> EXERCISE DESCRIPTION
State how many lines in the items below contain the string "blossom", treating uppercase and lowercase letters as different. Give only the number.

> INPUT FOR THIS TASK
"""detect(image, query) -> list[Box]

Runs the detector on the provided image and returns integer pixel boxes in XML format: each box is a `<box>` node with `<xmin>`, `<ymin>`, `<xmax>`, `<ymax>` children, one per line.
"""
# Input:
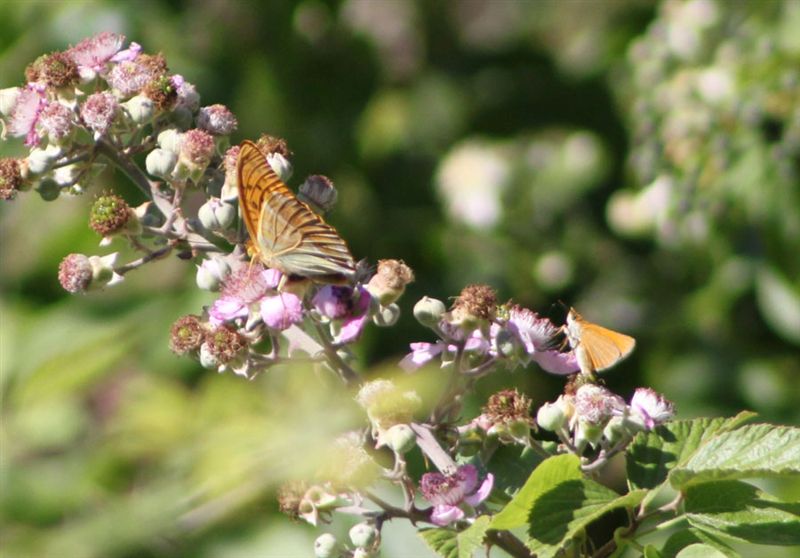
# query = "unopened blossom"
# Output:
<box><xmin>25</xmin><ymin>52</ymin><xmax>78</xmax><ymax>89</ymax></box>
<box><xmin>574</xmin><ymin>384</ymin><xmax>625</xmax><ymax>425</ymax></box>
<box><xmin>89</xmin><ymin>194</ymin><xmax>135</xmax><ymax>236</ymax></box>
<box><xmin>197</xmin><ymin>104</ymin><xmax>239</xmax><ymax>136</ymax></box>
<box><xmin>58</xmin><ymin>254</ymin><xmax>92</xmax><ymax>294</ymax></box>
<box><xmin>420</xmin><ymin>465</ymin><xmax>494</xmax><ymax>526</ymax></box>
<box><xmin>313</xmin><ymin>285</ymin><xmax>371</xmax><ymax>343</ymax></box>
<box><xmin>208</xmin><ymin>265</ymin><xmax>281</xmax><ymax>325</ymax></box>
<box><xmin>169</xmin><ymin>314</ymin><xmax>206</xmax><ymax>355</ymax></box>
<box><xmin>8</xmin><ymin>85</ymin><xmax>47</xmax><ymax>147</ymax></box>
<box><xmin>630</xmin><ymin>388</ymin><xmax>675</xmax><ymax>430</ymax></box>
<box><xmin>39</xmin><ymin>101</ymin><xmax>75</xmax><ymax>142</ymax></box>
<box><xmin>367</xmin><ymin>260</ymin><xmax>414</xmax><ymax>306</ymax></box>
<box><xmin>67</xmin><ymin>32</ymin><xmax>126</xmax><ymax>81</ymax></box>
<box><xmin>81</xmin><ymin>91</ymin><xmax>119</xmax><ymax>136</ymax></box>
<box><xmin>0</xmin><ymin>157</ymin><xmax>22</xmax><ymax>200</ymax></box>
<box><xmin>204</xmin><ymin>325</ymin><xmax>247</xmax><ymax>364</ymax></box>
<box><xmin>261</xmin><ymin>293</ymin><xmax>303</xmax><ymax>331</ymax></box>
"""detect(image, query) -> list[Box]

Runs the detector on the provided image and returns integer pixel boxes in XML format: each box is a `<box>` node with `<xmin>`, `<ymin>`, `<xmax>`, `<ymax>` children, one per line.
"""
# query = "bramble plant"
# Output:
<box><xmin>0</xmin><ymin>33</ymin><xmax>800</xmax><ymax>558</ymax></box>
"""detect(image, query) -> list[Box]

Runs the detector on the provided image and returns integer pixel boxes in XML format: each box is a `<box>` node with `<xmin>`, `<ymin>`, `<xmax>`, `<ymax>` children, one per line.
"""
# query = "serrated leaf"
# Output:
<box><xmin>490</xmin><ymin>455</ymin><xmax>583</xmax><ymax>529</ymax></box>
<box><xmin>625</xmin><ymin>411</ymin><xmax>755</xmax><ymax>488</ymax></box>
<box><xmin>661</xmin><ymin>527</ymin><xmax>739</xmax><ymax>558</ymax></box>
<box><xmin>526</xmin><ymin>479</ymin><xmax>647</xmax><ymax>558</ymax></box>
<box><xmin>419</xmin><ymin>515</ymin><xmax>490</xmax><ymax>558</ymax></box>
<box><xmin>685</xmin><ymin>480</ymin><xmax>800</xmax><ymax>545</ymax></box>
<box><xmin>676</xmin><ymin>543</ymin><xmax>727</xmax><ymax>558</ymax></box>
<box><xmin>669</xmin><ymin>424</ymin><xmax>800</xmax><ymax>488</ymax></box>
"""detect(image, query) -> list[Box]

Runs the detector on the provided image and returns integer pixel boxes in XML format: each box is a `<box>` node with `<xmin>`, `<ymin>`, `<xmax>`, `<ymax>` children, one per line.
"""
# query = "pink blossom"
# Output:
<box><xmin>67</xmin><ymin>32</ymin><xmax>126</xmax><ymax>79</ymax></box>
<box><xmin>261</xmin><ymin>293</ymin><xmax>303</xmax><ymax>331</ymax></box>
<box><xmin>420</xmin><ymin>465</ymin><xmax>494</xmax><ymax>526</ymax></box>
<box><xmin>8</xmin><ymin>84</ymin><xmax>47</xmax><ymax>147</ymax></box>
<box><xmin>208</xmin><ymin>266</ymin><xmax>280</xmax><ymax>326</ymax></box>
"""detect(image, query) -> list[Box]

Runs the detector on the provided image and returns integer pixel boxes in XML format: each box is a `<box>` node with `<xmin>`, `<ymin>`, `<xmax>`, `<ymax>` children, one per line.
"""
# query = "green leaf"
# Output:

> TASK RESPONSE
2